WORK TO DO:
Render every line of the data below as a Markdown table with the columns Row and Line, numbering the rows and omitting blank lines.

[START OF PROVIDED RECORDS]

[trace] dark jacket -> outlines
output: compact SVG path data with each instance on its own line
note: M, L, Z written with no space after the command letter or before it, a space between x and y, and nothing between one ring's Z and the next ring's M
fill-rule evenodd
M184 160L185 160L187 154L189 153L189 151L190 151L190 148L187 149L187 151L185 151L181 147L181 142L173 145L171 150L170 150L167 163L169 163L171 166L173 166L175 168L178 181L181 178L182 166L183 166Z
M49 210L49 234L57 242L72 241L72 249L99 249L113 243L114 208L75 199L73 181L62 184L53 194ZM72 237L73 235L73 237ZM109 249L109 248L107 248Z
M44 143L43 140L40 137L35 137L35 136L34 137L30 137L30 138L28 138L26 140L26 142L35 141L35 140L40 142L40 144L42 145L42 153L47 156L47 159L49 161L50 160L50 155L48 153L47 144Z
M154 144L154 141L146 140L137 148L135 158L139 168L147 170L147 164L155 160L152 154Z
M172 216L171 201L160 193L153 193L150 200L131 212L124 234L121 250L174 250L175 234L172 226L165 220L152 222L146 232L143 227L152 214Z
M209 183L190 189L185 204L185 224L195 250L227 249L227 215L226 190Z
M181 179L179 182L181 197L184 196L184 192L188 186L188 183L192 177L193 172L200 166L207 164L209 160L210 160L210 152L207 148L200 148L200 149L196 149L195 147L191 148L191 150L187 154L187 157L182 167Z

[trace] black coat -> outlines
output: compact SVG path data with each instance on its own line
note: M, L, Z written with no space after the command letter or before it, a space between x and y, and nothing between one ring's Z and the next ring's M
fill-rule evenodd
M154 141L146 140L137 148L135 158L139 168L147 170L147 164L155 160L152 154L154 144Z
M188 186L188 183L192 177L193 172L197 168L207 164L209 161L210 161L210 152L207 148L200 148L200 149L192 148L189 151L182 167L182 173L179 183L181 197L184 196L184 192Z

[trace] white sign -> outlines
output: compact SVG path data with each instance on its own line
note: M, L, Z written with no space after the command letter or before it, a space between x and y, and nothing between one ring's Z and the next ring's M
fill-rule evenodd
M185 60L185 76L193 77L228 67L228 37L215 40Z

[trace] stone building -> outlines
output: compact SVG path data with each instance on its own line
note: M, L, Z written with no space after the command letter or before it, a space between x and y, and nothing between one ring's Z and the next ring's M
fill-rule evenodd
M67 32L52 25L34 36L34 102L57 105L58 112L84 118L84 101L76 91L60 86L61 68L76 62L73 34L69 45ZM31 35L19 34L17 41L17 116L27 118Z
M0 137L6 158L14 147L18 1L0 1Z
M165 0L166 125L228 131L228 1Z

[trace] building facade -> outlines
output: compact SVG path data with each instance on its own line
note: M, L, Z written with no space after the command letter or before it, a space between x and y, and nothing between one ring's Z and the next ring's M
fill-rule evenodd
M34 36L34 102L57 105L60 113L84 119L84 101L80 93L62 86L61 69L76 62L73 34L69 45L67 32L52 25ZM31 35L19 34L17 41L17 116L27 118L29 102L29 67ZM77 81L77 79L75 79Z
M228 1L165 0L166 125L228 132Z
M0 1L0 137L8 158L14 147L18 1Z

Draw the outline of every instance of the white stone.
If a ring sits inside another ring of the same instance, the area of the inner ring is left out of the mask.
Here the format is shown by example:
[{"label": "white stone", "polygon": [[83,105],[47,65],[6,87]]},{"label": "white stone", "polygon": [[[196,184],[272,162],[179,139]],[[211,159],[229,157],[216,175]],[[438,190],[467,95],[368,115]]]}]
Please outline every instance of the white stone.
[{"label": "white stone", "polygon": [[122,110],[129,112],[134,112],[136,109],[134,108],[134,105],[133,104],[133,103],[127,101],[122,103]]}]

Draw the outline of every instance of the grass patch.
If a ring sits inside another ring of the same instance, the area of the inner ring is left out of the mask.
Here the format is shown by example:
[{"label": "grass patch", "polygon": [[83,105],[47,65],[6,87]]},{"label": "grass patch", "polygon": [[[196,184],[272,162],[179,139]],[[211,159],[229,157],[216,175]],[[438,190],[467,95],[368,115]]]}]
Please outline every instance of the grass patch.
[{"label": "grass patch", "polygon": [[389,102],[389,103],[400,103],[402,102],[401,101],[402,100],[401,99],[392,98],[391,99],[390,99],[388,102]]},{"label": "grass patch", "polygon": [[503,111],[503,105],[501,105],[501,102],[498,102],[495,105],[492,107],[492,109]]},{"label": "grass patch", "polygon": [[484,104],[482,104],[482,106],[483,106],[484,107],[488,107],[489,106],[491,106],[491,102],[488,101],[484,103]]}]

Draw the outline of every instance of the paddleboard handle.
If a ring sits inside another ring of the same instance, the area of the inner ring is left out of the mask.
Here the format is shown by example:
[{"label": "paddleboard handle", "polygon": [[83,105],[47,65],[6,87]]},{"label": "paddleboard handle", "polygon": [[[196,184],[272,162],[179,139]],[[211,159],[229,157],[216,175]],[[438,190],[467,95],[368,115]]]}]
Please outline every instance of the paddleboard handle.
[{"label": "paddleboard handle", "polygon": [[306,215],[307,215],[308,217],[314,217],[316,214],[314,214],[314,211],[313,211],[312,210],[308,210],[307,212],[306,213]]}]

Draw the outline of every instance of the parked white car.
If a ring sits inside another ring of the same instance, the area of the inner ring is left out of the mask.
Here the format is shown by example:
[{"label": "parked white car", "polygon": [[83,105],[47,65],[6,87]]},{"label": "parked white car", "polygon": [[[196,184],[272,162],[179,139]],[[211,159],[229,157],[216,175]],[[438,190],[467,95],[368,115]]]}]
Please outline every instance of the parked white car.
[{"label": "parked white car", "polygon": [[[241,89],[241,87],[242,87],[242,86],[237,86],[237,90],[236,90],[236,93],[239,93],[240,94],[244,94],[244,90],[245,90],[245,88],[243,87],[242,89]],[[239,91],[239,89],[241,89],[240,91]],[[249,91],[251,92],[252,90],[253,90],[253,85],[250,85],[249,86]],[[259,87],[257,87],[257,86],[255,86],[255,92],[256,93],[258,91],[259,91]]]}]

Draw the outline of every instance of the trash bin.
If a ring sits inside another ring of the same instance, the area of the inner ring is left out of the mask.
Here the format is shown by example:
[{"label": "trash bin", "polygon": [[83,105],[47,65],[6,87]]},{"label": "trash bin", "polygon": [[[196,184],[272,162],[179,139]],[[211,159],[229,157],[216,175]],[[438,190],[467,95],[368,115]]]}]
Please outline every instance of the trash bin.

[END OF PROVIDED RECORDS]

OUTPUT OF THE EXERCISE:
| Row | Line |
|---|---|
| 1 | [trace] dark jacket -> outlines |
| 2 | output: compact SVG path data with each instance on its own line |
| 3 | note: M, L, Z written with no space after the command letter or before it, a space between x and y, and nothing between one ring's Z and the next ring's M |
| 4 | fill-rule evenodd |
| 5 | M184 160L185 160L187 154L189 153L189 151L190 151L190 148L187 149L187 151L185 151L181 147L181 142L173 145L171 150L170 150L167 163L169 163L171 166L173 166L175 168L178 181L181 178L182 166L183 166Z |
| 6 | M49 210L49 234L57 242L72 241L72 249L99 249L113 243L114 208L75 199L73 181L62 184L53 194ZM72 237L73 235L73 237ZM109 249L109 248L107 248Z |
| 7 | M44 143L43 140L40 137L35 137L35 136L34 137L30 137L30 138L28 138L26 140L26 142L35 141L35 140L40 142L40 144L42 145L42 153L47 156L47 159L49 161L50 160L50 155L48 153L47 144Z |
| 8 | M154 144L154 141L146 140L137 148L135 158L139 168L147 170L147 164L155 160L152 154Z |
| 9 | M172 216L171 201L160 193L153 193L150 200L131 212L124 234L121 250L174 250L175 234L172 226L165 220L152 222L146 232L143 227L152 214Z |
| 10 | M209 183L190 189L185 204L185 224L195 250L227 249L227 215L226 190Z |
| 11 | M181 179L179 182L181 197L184 196L184 192L188 186L188 183L192 177L193 172L200 166L207 164L209 160L210 160L210 152L207 148L200 148L200 149L196 149L195 147L191 148L191 150L187 154L187 157L182 167Z |
| 12 | [trace] black coat -> outlines |
| 13 | output: compact SVG path data with each instance on its own line |
| 14 | note: M, L, Z written with no space after the command letter or before it, a space between x and y, and nothing between one ring's Z and the next ring's M |
| 15 | fill-rule evenodd |
| 16 | M154 141L146 140L137 148L135 158L139 168L147 170L147 164L155 160L152 154L154 144Z |
| 17 | M188 186L188 183L192 177L193 172L197 168L207 164L209 161L210 161L210 152L207 148L200 148L200 149L192 148L189 151L182 167L182 173L179 183L181 197L184 196L184 192Z |
| 18 | [trace] white sign -> outlines |
| 19 | output: compact SVG path data with each instance on its own line |
| 20 | note: M, L, Z written with no space after the command letter or before it, a space between x and y, and nothing between one ring's Z and the next ring's M |
| 21 | fill-rule evenodd |
| 22 | M185 60L185 76L193 77L228 67L228 37L215 40Z |
| 23 | [trace] stone building -> outlines |
| 24 | output: compact SVG path data with each instance on its own line |
| 25 | note: M, L, Z written with no space after the command letter or before it, a space between x and y, and nothing between one ring's Z and the next ring's M |
| 26 | fill-rule evenodd |
| 27 | M67 32L52 25L34 36L34 102L57 105L58 112L84 118L84 101L76 91L60 86L61 68L76 62L73 34L69 45ZM31 35L19 34L17 41L17 116L27 118Z |
| 28 | M0 137L6 158L14 147L18 1L0 1Z |
| 29 | M165 0L166 125L228 131L228 1Z |
| 30 | [trace] building facade -> outlines |
| 31 | output: compact SVG path data with each instance on its own line |
| 32 | note: M, L, Z written with no space after the command letter or before it, a space between x and y, and nothing between one ring's Z and the next ring's M |
| 33 | fill-rule evenodd |
| 34 | M34 36L34 102L57 105L60 113L84 119L84 101L80 93L62 86L61 69L76 62L73 34L69 45L67 32L52 25ZM31 35L19 34L17 41L17 116L27 118L29 102L29 67ZM77 81L77 79L75 79Z |
| 35 | M228 1L165 0L166 125L228 132Z |
| 36 | M0 1L0 137L8 158L14 147L18 1Z |
| 37 | Draw the outline of every instance of the white stone. |
| 38 | If a ring sits inside another ring of the same instance, the area of the inner ring is left out of the mask. |
| 39 | Here the format is shown by example: |
| 40 | [{"label": "white stone", "polygon": [[83,105],[47,65],[6,87]]},{"label": "white stone", "polygon": [[[196,184],[272,162],[179,139]],[[211,159],[229,157],[216,175]],[[438,190],[467,95],[368,115]]]}] |
| 41 | Please outline every instance of the white stone. |
| 42 | [{"label": "white stone", "polygon": [[122,110],[129,112],[134,112],[136,109],[134,108],[134,105],[133,104],[133,103],[127,101],[122,103]]}] |
| 43 | Draw the outline of every instance of the grass patch. |
| 44 | If a ring sits inside another ring of the same instance, the area of the inner ring is left out of the mask. |
| 45 | Here the format is shown by example: |
| 46 | [{"label": "grass patch", "polygon": [[83,105],[47,65],[6,87]]},{"label": "grass patch", "polygon": [[[196,184],[272,162],[179,139]],[[211,159],[229,157],[216,175]],[[438,190],[467,95],[368,115]]]}] |
| 47 | Please outline every instance of the grass patch. |
| 48 | [{"label": "grass patch", "polygon": [[389,102],[389,103],[400,103],[402,102],[401,101],[402,100],[401,99],[392,98],[391,99],[390,99],[388,102]]},{"label": "grass patch", "polygon": [[503,111],[503,105],[501,105],[501,102],[498,102],[495,105],[492,107],[492,109]]},{"label": "grass patch", "polygon": [[484,104],[482,104],[482,106],[483,106],[484,107],[488,107],[489,106],[491,106],[491,102],[488,101],[484,103]]}] |
| 49 | Draw the outline of every instance of the paddleboard handle. |
| 50 | If a ring sits inside another ring of the same instance, the area of the inner ring is left out of the mask. |
| 51 | Here the format is shown by example: |
| 52 | [{"label": "paddleboard handle", "polygon": [[83,105],[47,65],[6,87]]},{"label": "paddleboard handle", "polygon": [[[196,184],[272,162],[179,139]],[[211,159],[229,157],[216,175]],[[438,190],[467,95],[368,115]]]}] |
| 53 | Please outline every instance of the paddleboard handle. |
| 54 | [{"label": "paddleboard handle", "polygon": [[306,215],[307,215],[308,217],[314,217],[316,214],[314,214],[314,211],[313,211],[312,210],[308,210],[307,212],[306,213]]}] |
| 55 | Draw the outline of every instance of the parked white car. |
| 56 | If a ring sits inside another ring of the same instance, the area of the inner ring is left out of the mask. |
| 57 | Here the format is shown by example: |
| 58 | [{"label": "parked white car", "polygon": [[83,105],[47,65],[6,87]]},{"label": "parked white car", "polygon": [[[196,184],[272,162],[179,139]],[[211,159],[229,157],[216,175]],[[438,190],[467,95],[368,115]]]}] |
| 59 | Please outline every instance of the parked white car. |
| 60 | [{"label": "parked white car", "polygon": [[[241,89],[241,87],[242,87],[242,86],[237,86],[237,90],[236,90],[236,93],[239,93],[240,94],[244,94],[244,90],[245,90],[245,88],[243,87],[242,89]],[[239,91],[239,89],[241,89],[240,91]],[[249,91],[251,92],[252,90],[253,90],[253,85],[250,85],[249,86]],[[259,87],[257,87],[257,86],[255,86],[255,92],[256,93],[258,91],[259,91]]]}] |
| 61 | Draw the outline of every instance of the trash bin. |
| 62 | If a ring sits inside another ring of the same instance, the area of the inner ring is left out of the mask. |
| 63 | Here the format is shown by example: |
| 64 | [{"label": "trash bin", "polygon": [[83,105],[47,65],[6,87]]},{"label": "trash bin", "polygon": [[[196,184],[272,162],[179,139]],[[211,159],[229,157],[216,175]],[[438,190],[467,95],[368,115]]]}] |
| 65 | Please outline every instance of the trash bin. |